Task to complete: Give the data again exactly, without its images.

─── Source data ───

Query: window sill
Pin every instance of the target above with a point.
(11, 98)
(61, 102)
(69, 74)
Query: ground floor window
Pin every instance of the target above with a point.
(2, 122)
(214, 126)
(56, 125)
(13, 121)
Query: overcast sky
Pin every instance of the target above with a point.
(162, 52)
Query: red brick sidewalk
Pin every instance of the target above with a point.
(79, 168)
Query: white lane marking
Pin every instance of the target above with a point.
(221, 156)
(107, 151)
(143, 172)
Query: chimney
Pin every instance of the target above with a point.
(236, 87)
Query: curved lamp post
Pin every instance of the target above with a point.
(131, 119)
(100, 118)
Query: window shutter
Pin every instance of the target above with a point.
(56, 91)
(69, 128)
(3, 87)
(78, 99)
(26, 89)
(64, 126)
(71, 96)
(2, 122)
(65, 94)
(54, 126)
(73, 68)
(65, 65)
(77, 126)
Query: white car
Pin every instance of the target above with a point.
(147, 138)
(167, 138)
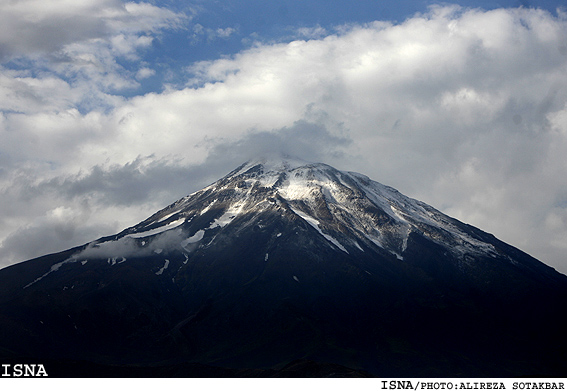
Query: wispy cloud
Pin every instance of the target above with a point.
(464, 109)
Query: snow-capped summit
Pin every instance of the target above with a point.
(283, 260)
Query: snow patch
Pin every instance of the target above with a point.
(315, 224)
(155, 231)
(160, 271)
(193, 239)
(53, 268)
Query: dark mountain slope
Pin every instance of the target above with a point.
(278, 262)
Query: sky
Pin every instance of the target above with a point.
(110, 110)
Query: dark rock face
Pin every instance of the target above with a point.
(289, 270)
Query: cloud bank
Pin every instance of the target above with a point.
(464, 109)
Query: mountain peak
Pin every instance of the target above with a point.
(284, 259)
(272, 163)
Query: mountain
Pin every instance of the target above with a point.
(284, 268)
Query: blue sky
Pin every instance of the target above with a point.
(110, 109)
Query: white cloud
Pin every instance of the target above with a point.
(463, 109)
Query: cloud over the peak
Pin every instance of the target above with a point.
(465, 109)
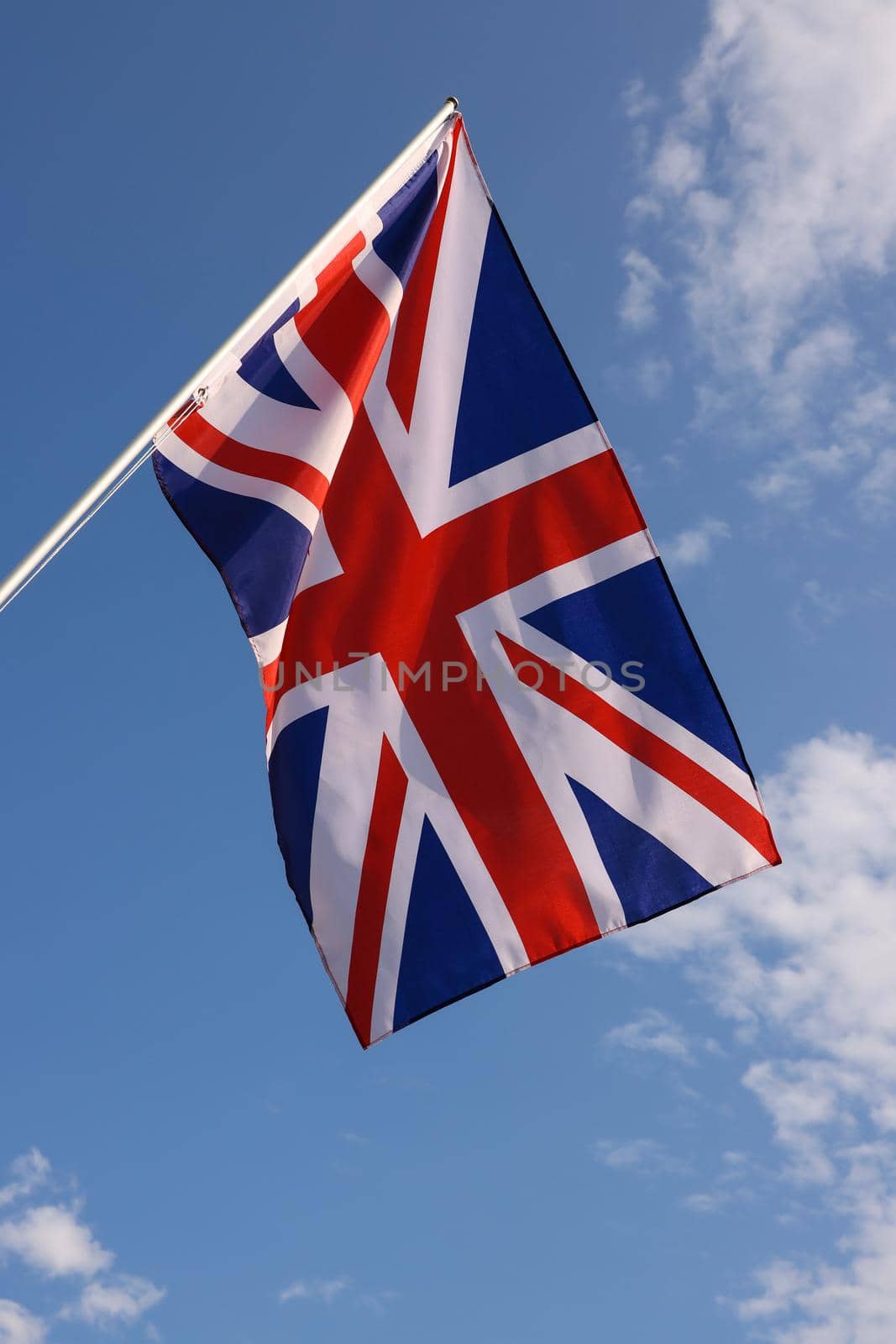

───

Task output:
Query: window sill
Pin every instance of the target above with a point.
(11, 98)
(61, 102)
(69, 74)
Query: ground floor window
Pin every instance of the target above with a point.
(2, 122)
(214, 126)
(56, 125)
(13, 121)
Query: overcast sky
Pin every instance of the target above with a point.
(162, 52)
Query: red brick sidewalk
Pin every instance of the target above with a point.
(79, 168)
Query: white lane marking
Pin every instance of the target above with a point.
(221, 156)
(107, 151)
(143, 172)
Query: chimney
Pin every instance of the target above with a point.
(236, 87)
Query: curved lamp post
Pin every instance of the target above with a point.
(131, 119)
(100, 118)
Query: window shutter
Pin every instance of the target above with a point.
(56, 91)
(69, 128)
(3, 87)
(78, 99)
(26, 89)
(64, 126)
(71, 96)
(2, 122)
(65, 94)
(54, 126)
(73, 68)
(65, 65)
(77, 126)
Query: white car
Pin every instance of the target above with a point.
(147, 138)
(167, 138)
Query: wispy cloud
Pin every instance of the target above with a point.
(464, 109)
Query: snow-capped summit
Pin every instance of the target above with a point.
(283, 260)
Query: snow patch
Pin every instance of the target above with a point.
(315, 224)
(155, 231)
(160, 271)
(193, 239)
(53, 268)
Query: dark mountain slope
Pin every instance of the target above with a point.
(278, 262)
Query: sky
Pin every instance of the target above with a point.
(110, 110)
Query: dark rock face
Pin every instance of the target above with a point.
(289, 270)
Query: cloud bank
Pin every instance of the target above with a point.
(464, 109)
Query: mountain peak
Pin every instance of the target above with a point.
(284, 259)
(272, 163)
Query: mountain
Pin every instance of the target above with a point.
(284, 268)
Query: blue sky
Pin every instance of the target above with a point.
(110, 109)
Query: white cloud
Pin every instance of the target above with a point.
(463, 109)
Query: cloud over the peak
Pin every instance of the target above with a point.
(465, 109)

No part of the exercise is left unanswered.